▶ STATED TASK
Answer these questions from the CFSA class page below:
1. Which class does CFSA extend?
2. Which format does the page recommend serializing to for new code?
3. What fixed value does the FSA header give for the version byte?

++++ TEXT BLOCK ++++

Class CFSA

All Implemented Interfaces:
Iterable<ByteBuffer>

public final class CFSA extends FSA
CFSA (Compact Finite State Automaton) binary format implementation. This is a slightly reorganized version of FSA5 offering smaller automata size at some (minor) performance penalty.

Note: Serialize to CFSA2 for new code.

The encoding of automaton body is as follows.

 ---- FSA header (standard)
 Byte                            Description 
       +-+-+-+-+-+-+-+-+\
     0 | | | | | | | | | +------ '\'
       +-+-+-+-+-+-+-+-+/
       +-+-+-+-+-+-+-+-+\
     1 | | | | | | | | | +------ 'f'
       +-+-+-+-+-+-+-+-+/
       +-+-+-+-+-+-+-+-+\
     2 | | | | | | | | | +------ 's'
       +-+-+-+-+-+-+-+-+/
       +-+-+-+-+-+-+-+-+\
     3 | | | | | | | | | +------ 'a'
       +-+-+-+-+-+-+-+-+/
       +-+-+-+-+-+-+-+-+\
     4 | | | | | | | | | +------ version (fixed 0xc5)

++++ DATA SECTION ++++

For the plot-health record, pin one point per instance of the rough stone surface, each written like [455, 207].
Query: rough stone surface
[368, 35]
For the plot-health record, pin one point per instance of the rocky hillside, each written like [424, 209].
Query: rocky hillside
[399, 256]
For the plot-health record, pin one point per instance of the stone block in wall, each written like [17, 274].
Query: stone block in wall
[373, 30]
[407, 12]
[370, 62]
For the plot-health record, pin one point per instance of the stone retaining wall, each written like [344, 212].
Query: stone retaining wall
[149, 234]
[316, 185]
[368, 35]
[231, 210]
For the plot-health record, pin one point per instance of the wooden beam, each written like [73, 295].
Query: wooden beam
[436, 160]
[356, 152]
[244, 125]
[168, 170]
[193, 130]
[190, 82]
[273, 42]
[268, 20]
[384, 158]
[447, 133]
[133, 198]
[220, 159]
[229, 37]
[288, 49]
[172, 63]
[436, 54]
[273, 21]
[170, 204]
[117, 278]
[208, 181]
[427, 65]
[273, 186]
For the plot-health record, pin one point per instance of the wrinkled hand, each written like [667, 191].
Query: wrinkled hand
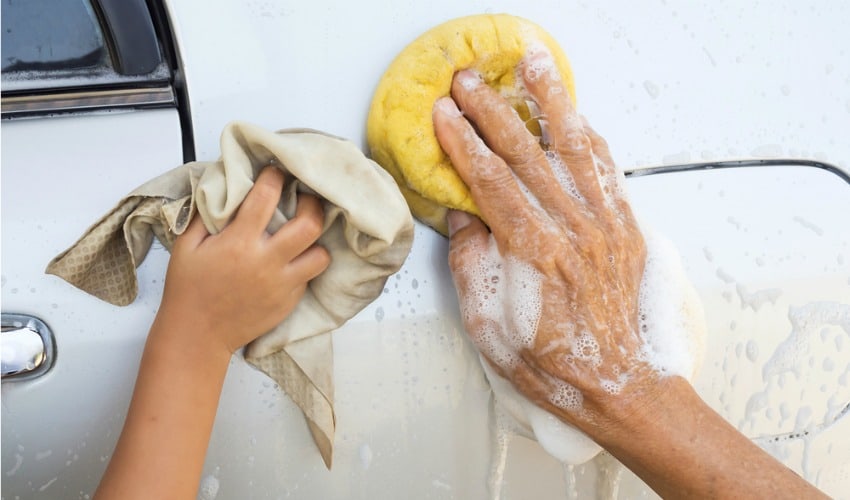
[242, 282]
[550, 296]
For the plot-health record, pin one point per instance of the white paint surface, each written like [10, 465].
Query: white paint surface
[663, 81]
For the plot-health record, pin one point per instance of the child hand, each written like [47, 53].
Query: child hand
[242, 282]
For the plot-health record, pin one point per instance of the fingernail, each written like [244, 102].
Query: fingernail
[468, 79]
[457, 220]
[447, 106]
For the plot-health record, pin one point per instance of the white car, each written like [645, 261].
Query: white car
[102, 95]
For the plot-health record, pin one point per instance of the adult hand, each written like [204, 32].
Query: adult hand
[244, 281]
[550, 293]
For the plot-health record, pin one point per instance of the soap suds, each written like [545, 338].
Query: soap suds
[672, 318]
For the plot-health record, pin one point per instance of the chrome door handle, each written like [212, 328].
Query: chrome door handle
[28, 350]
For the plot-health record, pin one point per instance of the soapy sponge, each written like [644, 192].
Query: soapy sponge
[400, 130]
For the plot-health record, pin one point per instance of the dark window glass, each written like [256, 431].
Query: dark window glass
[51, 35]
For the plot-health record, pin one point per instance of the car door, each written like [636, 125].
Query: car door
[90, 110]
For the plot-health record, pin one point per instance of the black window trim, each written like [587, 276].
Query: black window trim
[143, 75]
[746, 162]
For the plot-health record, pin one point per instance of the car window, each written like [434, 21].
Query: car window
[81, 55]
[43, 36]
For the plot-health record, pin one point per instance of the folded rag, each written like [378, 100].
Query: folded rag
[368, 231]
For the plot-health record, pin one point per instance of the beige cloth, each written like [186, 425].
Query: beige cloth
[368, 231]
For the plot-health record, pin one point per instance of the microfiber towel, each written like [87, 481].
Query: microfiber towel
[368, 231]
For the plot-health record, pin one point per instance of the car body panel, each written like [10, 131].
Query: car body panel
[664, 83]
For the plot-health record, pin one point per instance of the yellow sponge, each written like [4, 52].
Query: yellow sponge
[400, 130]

++++
++++ DATA SECTION ++++

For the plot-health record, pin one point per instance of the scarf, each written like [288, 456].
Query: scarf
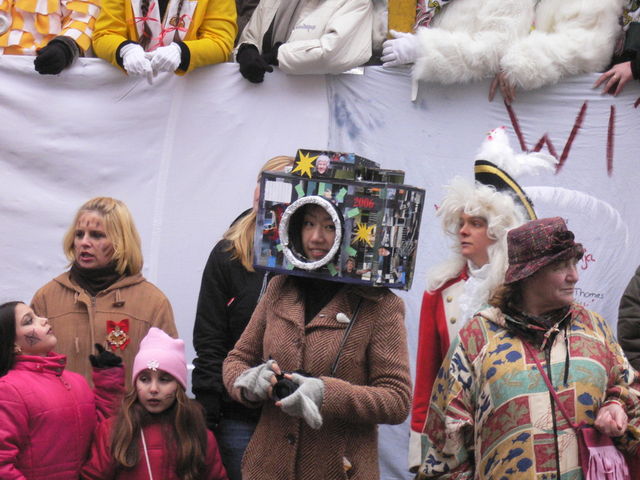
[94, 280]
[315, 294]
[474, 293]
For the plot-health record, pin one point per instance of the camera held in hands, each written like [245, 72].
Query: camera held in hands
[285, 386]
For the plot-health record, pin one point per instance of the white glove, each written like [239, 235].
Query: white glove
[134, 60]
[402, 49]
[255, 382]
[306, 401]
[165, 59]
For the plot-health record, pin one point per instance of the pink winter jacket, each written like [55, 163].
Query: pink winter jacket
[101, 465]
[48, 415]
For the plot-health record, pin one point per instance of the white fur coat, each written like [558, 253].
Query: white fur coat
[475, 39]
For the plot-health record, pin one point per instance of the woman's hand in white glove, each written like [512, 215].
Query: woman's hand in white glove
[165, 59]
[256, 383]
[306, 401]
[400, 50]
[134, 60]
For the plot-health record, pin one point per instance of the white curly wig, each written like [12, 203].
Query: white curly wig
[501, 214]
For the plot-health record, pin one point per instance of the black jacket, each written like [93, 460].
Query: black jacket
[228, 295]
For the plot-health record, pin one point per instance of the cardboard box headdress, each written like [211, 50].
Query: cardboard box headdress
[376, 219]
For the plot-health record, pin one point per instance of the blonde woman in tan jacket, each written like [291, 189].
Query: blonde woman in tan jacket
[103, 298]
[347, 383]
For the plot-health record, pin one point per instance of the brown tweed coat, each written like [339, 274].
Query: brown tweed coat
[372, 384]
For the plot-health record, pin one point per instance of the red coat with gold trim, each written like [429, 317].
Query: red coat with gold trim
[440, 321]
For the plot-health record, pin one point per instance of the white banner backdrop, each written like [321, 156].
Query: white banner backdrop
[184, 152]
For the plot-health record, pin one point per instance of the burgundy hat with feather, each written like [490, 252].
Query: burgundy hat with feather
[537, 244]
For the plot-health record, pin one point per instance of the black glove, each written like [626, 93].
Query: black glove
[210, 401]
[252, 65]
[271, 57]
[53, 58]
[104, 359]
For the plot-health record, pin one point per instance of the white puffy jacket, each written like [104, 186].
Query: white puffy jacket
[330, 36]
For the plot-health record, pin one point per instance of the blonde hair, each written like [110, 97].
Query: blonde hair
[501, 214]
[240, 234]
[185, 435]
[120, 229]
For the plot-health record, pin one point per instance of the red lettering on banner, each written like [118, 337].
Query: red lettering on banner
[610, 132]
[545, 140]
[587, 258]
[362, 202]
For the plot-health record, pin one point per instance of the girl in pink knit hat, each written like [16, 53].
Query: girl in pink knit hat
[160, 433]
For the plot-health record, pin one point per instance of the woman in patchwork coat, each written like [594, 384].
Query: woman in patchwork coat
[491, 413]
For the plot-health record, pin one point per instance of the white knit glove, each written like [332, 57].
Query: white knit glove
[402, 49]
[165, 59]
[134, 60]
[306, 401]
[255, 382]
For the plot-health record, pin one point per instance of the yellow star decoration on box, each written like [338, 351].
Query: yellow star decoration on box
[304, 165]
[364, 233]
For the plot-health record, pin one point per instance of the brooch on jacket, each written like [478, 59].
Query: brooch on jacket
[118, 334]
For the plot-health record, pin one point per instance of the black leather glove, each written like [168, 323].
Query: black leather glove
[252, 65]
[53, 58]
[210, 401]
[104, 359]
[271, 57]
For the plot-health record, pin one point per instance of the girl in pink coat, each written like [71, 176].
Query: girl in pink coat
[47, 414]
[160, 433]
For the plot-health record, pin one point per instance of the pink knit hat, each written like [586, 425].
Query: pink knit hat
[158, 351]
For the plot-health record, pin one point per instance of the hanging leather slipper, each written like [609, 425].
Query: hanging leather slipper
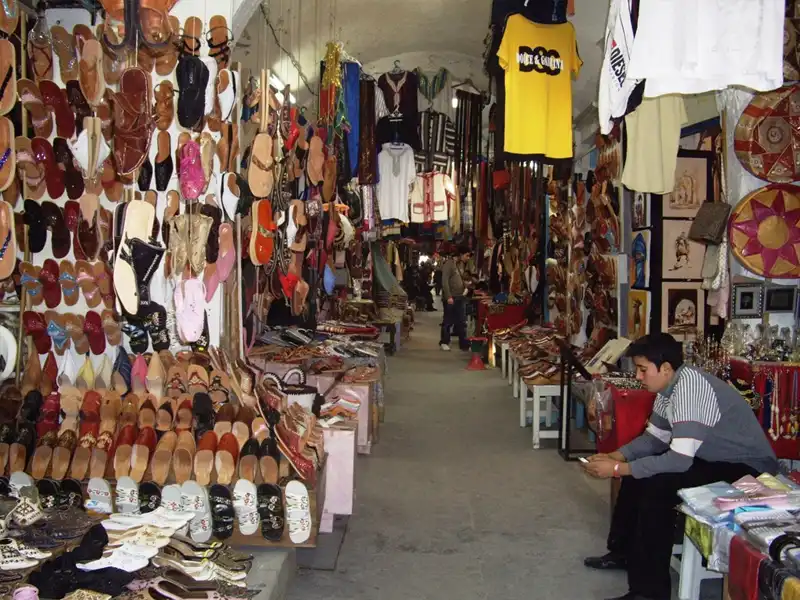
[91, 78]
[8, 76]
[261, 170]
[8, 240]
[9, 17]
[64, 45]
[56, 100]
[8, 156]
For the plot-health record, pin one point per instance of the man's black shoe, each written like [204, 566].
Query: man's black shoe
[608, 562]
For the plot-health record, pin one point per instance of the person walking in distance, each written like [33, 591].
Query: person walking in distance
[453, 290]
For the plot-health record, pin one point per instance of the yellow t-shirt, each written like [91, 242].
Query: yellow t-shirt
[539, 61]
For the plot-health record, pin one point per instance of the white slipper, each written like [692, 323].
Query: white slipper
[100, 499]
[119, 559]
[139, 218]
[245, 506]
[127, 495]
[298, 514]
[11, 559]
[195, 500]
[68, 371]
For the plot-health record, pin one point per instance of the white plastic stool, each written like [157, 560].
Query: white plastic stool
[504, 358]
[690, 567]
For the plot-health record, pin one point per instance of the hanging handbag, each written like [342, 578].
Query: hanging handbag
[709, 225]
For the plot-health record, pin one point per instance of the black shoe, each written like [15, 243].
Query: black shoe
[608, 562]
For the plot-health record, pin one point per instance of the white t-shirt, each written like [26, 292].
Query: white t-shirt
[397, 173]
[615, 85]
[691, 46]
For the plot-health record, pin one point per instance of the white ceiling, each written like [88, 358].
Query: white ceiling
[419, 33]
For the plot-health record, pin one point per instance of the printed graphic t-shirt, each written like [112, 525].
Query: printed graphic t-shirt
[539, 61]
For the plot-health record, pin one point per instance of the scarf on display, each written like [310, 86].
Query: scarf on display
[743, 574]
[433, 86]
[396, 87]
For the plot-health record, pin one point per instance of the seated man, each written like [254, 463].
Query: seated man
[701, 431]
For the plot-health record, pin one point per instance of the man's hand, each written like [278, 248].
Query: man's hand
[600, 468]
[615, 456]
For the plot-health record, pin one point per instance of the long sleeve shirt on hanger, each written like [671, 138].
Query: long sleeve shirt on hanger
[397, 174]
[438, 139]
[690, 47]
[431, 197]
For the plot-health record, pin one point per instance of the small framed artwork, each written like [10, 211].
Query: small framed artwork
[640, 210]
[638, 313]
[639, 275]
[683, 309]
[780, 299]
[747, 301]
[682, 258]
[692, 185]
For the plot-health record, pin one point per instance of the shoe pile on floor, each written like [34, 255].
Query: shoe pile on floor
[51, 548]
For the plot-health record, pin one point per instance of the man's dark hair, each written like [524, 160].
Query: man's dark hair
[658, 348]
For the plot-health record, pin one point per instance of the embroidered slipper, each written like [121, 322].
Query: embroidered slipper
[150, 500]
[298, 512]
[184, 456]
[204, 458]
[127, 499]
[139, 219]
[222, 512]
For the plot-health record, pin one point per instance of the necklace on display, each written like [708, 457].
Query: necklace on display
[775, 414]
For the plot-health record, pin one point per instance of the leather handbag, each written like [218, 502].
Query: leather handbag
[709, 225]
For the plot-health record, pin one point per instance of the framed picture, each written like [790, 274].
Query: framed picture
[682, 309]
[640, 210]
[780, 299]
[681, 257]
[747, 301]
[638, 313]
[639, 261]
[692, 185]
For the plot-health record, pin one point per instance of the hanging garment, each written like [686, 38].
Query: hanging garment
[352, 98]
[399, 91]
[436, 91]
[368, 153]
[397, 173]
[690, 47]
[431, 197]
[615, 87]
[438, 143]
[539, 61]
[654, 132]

++++

▶ WRITTEN SOLUTION
1. FSA
2. CFSA2
3. 0xc5